DOCUMENT TEXT: Begin

Thus, the currently available cardiac ischemia markers are either nonspecific because they are present in other organs and tissues other than the myocardium, and/or they are elevatedin other clinical situations other than myocardial ischemia.
Due to the prominent lack of markers of cardiac ischemia, the diagnosis and early treatment may occur at a very late stage in patients with unstable angina. On the other hand, in patients with non-ischemic chest pain, the uncertainty about the diagnosis may require hospital admission for investigation which results in undesirable excessive health care costs.
In addition to emergency testing, an accurate marker of myocardial ischemia is also useful in ambulatory management of patients in the diagnosis of stable angina, especially in association with exercise testing or stress myocardial scintigraphy.
Interestingly, cardiovascular diseases, especially acute coronary syndromes, are strongly associated with an oxidative imbalance, leading to increased free radicals and increased reactive oxygen and nitrogen species. Thus, in such diseases, there is an increase in the production of nitric oxide, superoxide and a change in the antioxidant pathways, leading to nitroxidative and oxidative stress (Levrand et al, 2006; Peluffo, Radi, 2007; Aslan, Dogan, 2011).
As a result of the increase of these reactive species, intermediate species such as peroxynitrite and formed. Peroxynitrite, among other actions, leads to the formation of nitrated proteins by the addition of a NO2 group to the phenolic ring of the tyrosine residues (Ischiropoulos, 2009).
This nitration may alter the protein in several ways: the protein may become resistant to degradation, it may activate the immune system, it may become inactivated or it may acquire a new function. These changes in protein activity can impact the pathophysiology of the cardiovascular system (Abello et al, 2009).
Several proteins have been identified as being nitrated in different compartments of the cardiovascular system, such as fibrinogen, plasmin and Apo-1 in the plasma; Apo-B, cyclooxygenase, prostaglandin synthase and Mn-SOD in the vessel walls; myofibrillar creatine kinase and α-actinin in the myocardium. These nitrated proteins were associated to cardiovascular disease (Aslan, Dogan, 2011).
In view of this, nitrated proteins are emerging as new markers for cardiovascular disease. However, protein nitration also occurs in other pathophysiological situations involving increased reactive oxygen and nitrogen species, such as in diabetes, stroke, neurodegenerative diseases, kidney disease and other diseases associated with ischemia/reperfusion and inflammation (Gole et al, 2000; Castegna et al, 2003; Turko et al, 2003, Ahmed et al, 2005; Heffron et al, 2009; Isobe et al, 2009; Choi et al, 2010; Tyther et al, 2011; Piroddi et al, 2011). Thus, in the search for a nitrated biomarker that is specific to cardiovascular disease it is important that the modified protein target is expressed only or mainly in cardiac tissue.
Troponins are cytoplasmic proteins that have specific cardiac muscle isoforms and are found in the circulation in very low concentrations in healthy subjects and that have its concentration increased in situations of stress to the heart muscle, such as necrosis of the cardiomyocytes. Cardiac troponin I is a cytoplasmic protein unique to cardiac myocytes and is one of three subunits that form the troponin protein complex. This subunit is responsible for sensitivity to calcium and regulates muscle contraction. Troponin I binds to actin and inhibits the ATPase activity of actomiosin in the absence of calcium (Bhaysar et al, 1996).

DOCUMENT TEXT: End
DATASET CONTENT: Begin

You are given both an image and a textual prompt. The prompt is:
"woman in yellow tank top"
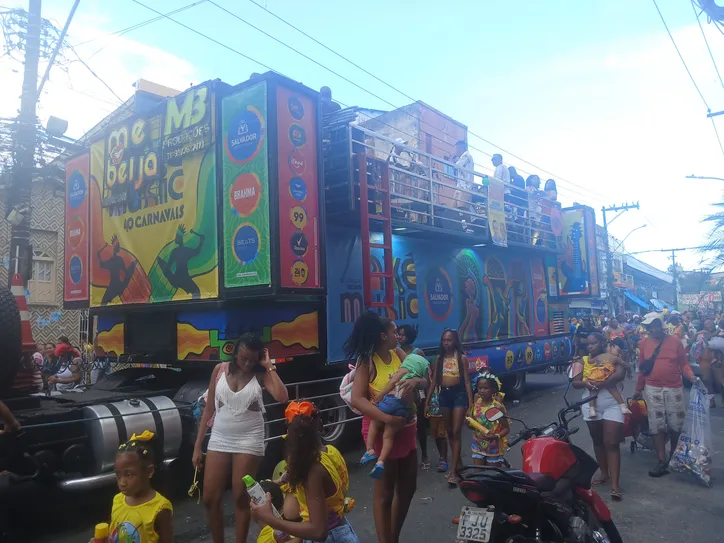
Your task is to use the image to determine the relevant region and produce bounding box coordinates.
[345,312,427,543]
[427,329,473,485]
[251,402,359,543]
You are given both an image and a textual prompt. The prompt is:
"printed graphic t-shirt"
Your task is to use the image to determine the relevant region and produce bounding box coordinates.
[108,492,173,543]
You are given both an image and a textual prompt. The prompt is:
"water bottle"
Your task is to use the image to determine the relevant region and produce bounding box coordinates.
[242,475,281,517]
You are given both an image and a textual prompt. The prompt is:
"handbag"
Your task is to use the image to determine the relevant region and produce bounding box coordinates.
[639,338,666,377]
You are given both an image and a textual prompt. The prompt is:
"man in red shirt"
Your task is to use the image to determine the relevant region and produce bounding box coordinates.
[634,313,696,477]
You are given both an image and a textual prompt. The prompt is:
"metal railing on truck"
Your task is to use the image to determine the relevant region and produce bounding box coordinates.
[324,125,561,250]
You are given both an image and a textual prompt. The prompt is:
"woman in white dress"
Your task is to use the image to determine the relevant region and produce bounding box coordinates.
[193,333,289,543]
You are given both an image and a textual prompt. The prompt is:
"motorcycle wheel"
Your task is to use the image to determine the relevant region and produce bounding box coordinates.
[599,520,623,543]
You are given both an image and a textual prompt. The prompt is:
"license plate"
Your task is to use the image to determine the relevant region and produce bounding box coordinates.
[458,506,495,543]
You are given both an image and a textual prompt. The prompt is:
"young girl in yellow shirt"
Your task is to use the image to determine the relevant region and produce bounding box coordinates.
[103,430,173,543]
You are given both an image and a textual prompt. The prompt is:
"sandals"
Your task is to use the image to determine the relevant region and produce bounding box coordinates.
[370,462,385,479]
[359,451,377,466]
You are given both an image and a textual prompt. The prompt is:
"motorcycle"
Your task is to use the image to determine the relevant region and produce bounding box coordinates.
[457,362,623,543]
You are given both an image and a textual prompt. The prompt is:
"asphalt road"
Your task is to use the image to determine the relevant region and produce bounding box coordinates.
[18,374,724,543]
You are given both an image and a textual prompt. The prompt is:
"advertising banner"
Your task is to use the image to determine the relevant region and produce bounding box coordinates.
[583,207,601,297]
[63,153,90,302]
[530,258,549,336]
[488,178,508,247]
[221,81,271,288]
[277,87,322,288]
[558,207,595,296]
[90,84,218,306]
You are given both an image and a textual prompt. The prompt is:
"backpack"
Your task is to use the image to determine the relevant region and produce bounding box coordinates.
[339,364,362,415]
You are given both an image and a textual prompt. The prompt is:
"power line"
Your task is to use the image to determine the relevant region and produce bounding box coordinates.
[75,0,207,49]
[127,0,604,206]
[69,45,125,104]
[240,0,606,199]
[653,0,711,111]
[691,0,724,89]
[653,0,724,159]
[90,0,605,206]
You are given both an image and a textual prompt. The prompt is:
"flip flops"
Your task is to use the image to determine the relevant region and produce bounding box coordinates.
[370,462,385,479]
[359,451,377,466]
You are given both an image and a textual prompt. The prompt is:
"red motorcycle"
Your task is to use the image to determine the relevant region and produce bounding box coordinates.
[457,364,623,543]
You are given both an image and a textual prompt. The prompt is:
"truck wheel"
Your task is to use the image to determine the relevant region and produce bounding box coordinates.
[503,371,526,400]
[0,287,23,397]
[317,394,361,449]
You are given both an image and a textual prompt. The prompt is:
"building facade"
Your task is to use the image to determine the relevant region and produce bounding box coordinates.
[0,180,87,345]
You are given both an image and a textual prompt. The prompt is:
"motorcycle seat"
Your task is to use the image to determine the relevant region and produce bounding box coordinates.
[508,470,558,492]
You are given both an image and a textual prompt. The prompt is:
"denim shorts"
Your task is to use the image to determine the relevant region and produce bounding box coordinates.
[440,383,468,409]
[304,519,360,543]
[377,394,414,418]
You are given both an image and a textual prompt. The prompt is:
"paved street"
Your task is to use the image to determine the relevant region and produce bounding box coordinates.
[23,374,724,543]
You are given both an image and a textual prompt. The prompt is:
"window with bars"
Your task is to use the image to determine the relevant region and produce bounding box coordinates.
[28,250,55,304]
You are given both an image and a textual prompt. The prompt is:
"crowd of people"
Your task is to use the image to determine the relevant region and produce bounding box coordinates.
[570,311,724,500]
[382,136,559,246]
[0,311,724,543]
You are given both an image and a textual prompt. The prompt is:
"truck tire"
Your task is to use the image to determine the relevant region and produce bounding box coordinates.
[317,394,362,449]
[503,371,526,400]
[0,287,23,397]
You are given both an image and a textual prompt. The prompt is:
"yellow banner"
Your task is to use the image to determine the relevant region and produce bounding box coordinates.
[90,84,218,306]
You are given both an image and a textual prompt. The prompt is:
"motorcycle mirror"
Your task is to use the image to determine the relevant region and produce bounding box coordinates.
[567,360,583,381]
[484,407,505,422]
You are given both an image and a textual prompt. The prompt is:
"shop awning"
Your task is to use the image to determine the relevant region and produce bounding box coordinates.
[651,298,676,311]
[623,290,649,309]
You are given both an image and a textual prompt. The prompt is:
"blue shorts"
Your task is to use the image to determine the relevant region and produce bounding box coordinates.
[439,383,468,409]
[377,394,413,418]
[304,519,359,543]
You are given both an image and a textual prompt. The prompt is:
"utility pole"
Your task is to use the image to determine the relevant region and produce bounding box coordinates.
[671,249,679,309]
[601,202,639,315]
[8,0,42,284]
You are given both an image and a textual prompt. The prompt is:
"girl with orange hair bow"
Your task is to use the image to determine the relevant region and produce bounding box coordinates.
[251,401,359,543]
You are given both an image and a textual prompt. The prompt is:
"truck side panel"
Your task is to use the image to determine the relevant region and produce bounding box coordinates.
[327,226,560,362]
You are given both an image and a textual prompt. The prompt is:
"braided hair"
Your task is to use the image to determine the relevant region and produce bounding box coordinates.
[116,430,159,467]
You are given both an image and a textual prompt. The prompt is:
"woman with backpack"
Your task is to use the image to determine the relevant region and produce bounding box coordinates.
[345,312,427,543]
[192,333,289,543]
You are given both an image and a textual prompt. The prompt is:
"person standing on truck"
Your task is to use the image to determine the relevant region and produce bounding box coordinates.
[451,140,475,234]
[48,336,83,392]
[397,324,430,471]
[344,312,427,543]
[427,329,473,485]
[192,333,289,543]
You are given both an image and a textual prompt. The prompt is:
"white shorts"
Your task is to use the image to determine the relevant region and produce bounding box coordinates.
[581,390,623,424]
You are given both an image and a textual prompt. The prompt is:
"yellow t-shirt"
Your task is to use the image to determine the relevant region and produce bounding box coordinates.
[369,351,402,397]
[108,492,173,543]
[294,445,349,528]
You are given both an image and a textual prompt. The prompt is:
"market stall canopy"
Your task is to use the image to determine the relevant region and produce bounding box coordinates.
[623,290,649,309]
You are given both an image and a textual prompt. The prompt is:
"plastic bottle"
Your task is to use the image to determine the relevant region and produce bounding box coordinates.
[92,522,109,543]
[242,475,280,517]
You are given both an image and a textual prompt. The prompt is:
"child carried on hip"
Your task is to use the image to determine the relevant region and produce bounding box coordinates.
[360,354,430,479]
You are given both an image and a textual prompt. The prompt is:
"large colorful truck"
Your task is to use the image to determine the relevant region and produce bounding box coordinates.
[0,73,598,498]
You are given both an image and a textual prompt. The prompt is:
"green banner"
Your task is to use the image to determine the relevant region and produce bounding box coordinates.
[221,82,271,288]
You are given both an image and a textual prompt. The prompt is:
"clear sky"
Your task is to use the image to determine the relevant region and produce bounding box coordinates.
[0,0,724,269]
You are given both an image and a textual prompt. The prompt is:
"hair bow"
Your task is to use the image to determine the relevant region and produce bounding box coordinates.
[128,430,155,441]
[284,401,317,423]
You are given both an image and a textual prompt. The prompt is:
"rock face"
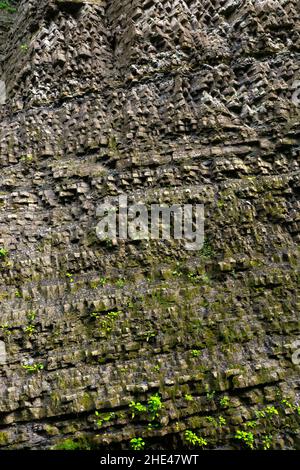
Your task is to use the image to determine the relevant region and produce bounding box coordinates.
[0,0,300,449]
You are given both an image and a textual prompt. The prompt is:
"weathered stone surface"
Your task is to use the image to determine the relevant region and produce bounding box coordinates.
[0,0,300,449]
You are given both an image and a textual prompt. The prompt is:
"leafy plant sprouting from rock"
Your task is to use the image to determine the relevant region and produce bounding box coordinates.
[0,0,17,13]
[130,437,145,450]
[184,429,207,447]
[22,363,44,374]
[0,248,8,259]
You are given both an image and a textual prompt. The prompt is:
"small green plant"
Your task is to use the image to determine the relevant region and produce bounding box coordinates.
[130,437,145,450]
[24,325,36,337]
[66,273,74,284]
[219,416,227,427]
[148,393,164,420]
[255,406,278,418]
[95,411,115,428]
[91,310,123,334]
[184,429,207,447]
[245,420,257,429]
[184,393,193,401]
[99,277,108,287]
[206,416,227,428]
[0,323,11,336]
[220,395,230,408]
[262,434,273,450]
[20,44,29,52]
[26,311,36,323]
[0,0,17,13]
[22,363,44,374]
[200,240,214,258]
[141,330,157,343]
[54,439,89,450]
[205,384,216,400]
[129,401,147,418]
[191,349,201,357]
[116,279,125,289]
[235,430,254,450]
[0,248,8,259]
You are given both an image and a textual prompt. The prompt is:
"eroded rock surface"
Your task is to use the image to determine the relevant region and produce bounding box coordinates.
[0,0,300,449]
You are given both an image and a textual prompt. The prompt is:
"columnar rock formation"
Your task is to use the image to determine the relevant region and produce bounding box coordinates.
[0,0,300,449]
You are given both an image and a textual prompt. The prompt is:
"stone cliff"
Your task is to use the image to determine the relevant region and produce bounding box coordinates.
[0,0,300,449]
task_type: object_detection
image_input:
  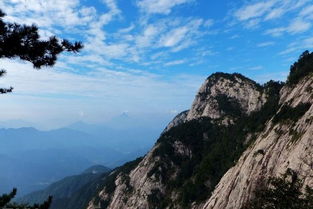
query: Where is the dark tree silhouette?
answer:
[0,9,83,94]
[0,188,52,209]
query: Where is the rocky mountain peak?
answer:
[187,73,266,123]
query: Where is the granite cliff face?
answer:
[198,76,313,209]
[87,52,313,209]
[187,73,266,120]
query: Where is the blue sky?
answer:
[0,0,313,127]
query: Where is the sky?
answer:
[0,0,313,127]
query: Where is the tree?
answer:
[0,9,83,94]
[0,188,52,209]
[242,169,313,209]
[0,9,83,209]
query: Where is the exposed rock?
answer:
[163,110,189,133]
[200,78,313,209]
[187,73,266,120]
[88,73,313,209]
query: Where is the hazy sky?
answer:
[0,0,313,128]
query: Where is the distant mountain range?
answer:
[17,165,110,209]
[0,115,163,196]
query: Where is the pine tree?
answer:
[0,188,52,209]
[0,9,83,94]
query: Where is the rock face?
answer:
[163,110,189,132]
[187,73,266,120]
[87,73,313,209]
[198,77,313,209]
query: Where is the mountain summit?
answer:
[70,53,313,209]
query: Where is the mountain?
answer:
[17,165,110,209]
[84,52,313,209]
[0,128,145,196]
[66,118,162,154]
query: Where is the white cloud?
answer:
[137,0,192,14]
[279,37,313,55]
[235,0,275,21]
[234,0,313,31]
[0,59,204,125]
[265,18,312,36]
[164,60,186,66]
[248,65,263,70]
[287,18,312,34]
[257,41,275,47]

DATASET CONTENT: End

#### LIST OF TASKS
1 > Using the passage on cardiac ischemia markers, decide whether each statement agrees with it: (a) protein nitration occurs only in cardiovascular disease; (b) cardiac troponin I is one of three subunits forming the troponin protein complex; (c) myofibrillar creatine kinase is listed as a nitrated protein in the myocardium. Answer yes or no for each and quote the deciding words.
2 > According to the passage on cardiac ischemia markers, what does peroxynitrite add to the phenolic ring of tyrosine residues?

#### LIST OF SOLUTIONS
1 >
(a) No: "protein nitration also occurs in other pathophysiological situations involving increased reactive oxygen and nitrogen species"
(b) Yes: "is one of three subunits that form the troponin protein complex"
(c) Yes: "myofibrillar creatine kinase and α-actinin in the myocardium"

2 > A NO2 group.